--- Begin DATA TO USE ---

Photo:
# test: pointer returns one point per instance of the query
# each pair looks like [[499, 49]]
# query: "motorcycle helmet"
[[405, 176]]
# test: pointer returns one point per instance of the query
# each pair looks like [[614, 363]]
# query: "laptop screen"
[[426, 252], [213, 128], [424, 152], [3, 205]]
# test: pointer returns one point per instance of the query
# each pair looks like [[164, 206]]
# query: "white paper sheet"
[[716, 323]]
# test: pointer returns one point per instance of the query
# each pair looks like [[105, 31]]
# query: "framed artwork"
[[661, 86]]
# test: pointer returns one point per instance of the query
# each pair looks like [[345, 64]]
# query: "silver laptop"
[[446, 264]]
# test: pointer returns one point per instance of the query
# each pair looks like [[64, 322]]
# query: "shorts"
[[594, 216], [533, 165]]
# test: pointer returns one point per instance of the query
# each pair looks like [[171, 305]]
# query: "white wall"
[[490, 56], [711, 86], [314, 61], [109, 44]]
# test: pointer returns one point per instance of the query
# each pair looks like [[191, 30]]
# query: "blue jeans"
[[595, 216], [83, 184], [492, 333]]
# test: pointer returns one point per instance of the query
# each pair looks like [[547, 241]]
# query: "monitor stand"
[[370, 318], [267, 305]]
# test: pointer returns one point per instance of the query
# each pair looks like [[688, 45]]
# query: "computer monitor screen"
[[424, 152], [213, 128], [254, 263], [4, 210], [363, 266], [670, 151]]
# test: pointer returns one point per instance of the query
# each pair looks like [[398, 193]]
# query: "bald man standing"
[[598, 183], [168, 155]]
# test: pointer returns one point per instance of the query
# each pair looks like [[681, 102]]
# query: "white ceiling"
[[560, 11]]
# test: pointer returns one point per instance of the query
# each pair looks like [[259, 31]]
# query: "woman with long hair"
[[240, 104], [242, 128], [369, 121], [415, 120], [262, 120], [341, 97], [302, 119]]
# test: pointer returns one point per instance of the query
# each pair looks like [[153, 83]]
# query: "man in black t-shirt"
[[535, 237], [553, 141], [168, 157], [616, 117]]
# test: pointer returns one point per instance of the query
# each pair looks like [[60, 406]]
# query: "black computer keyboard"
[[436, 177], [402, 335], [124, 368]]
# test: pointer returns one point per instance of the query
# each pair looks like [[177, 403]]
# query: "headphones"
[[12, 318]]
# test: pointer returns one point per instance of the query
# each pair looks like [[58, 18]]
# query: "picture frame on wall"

--- End DATA TO USE ---

#### TASK OBJECTIVE
Turn every line of the entries above into a Markdown table with the columns Row and Line, numbering the rows in order and leaving out any blank lines.

#### SOLVED EXERCISE
| Row | Line |
|---|---|
| 1 | Photo: |
| 2 | # test: pointer returns one point per instance of the query |
| 3 | # each pair looks like [[499, 49]] |
| 4 | # query: "motorcycle helmet" |
| 5 | [[405, 176]] |
| 6 | # test: pointer returns one point per instance of the query |
| 7 | # each pair looks like [[614, 363]] |
| 8 | # query: "laptop screen" |
| 9 | [[426, 252], [213, 128], [424, 152], [3, 205]] |
| 10 | # test: pointer returns one point per instance of the query |
| 11 | # each pair looks like [[164, 206]] |
| 12 | # query: "white paper sheet" |
| 13 | [[716, 323]] |
| 14 | # test: pointer returns one point per instance of the query |
| 15 | # each pair looks like [[105, 31]] |
| 16 | # query: "framed artwork" |
| 17 | [[661, 86]] |
| 18 | # test: pointer returns one point per instance of the query |
| 19 | # each pair looks like [[345, 64]] |
| 20 | # query: "silver laptop" |
| 21 | [[446, 264]] |
| 22 | # test: pointer returns one point per instance of the query |
| 23 | # each pair looks like [[64, 322]] |
| 24 | # query: "shorts" |
| 25 | [[594, 216], [533, 165]] |
| 26 | # test: pointer returns one point per instance of the query |
| 27 | # each pair looks like [[171, 305]] |
| 28 | # query: "white wall" |
| 29 | [[490, 56], [711, 86], [314, 61], [109, 44]] |
| 30 | # test: pointer returns one point per instance of the query |
| 31 | # each pair looks like [[191, 30]] |
| 32 | # query: "blue jeans" |
| 33 | [[595, 216], [83, 184], [492, 333]] |
| 34 | # test: pointer returns one point per instance of the query |
| 35 | # each pair looks like [[547, 241]] |
| 36 | # query: "monitor stand" |
| 37 | [[370, 318], [267, 305]] |
| 38 | # test: pointer returns one point per instance of the query |
| 39 | # each pair looks like [[688, 45]] |
| 40 | # query: "computer monitor screen" |
| 41 | [[424, 152], [213, 128], [254, 263], [4, 210], [363, 266], [670, 151]] |
| 42 | # test: pointer returns one point per instance of the query |
| 43 | # each pair looks like [[398, 193]] |
| 44 | # query: "bald man standing" |
| 45 | [[598, 183], [168, 155]] |
| 46 | # test: pointer returns one point per instance of the query |
| 47 | # each pair looks like [[681, 102]] |
| 48 | # query: "white ceiling" |
| 49 | [[560, 11]] |
| 50 | # test: pointer returns one point per instance of the query |
| 51 | # each pair looks like [[259, 31]] |
| 52 | # query: "woman with long hair" |
| 53 | [[240, 104], [242, 128], [369, 121], [415, 120], [262, 120], [341, 97], [302, 119]] |
| 54 | # test: pointer returns one point per instance of the query |
| 55 | # each pair looks like [[153, 83]] |
| 56 | # query: "man in black t-shirt" |
| 57 | [[535, 237], [553, 141], [168, 157], [616, 117]] |
| 58 | # test: pointer returns one point per instance of the query |
| 59 | # each pair looks like [[60, 406]] |
| 60 | # query: "black computer keyboard" |
| 61 | [[436, 177], [402, 335], [124, 368]] |
| 62 | # test: pointer returns one point per instance of the query |
| 63 | # each pair looks like [[177, 403]] |
| 64 | # query: "headphones" |
| 65 | [[12, 318]] |
| 66 | # test: pointer returns one point per instance of the query |
| 67 | # each pair looks like [[58, 18]] |
| 68 | # query: "picture frame on wall" |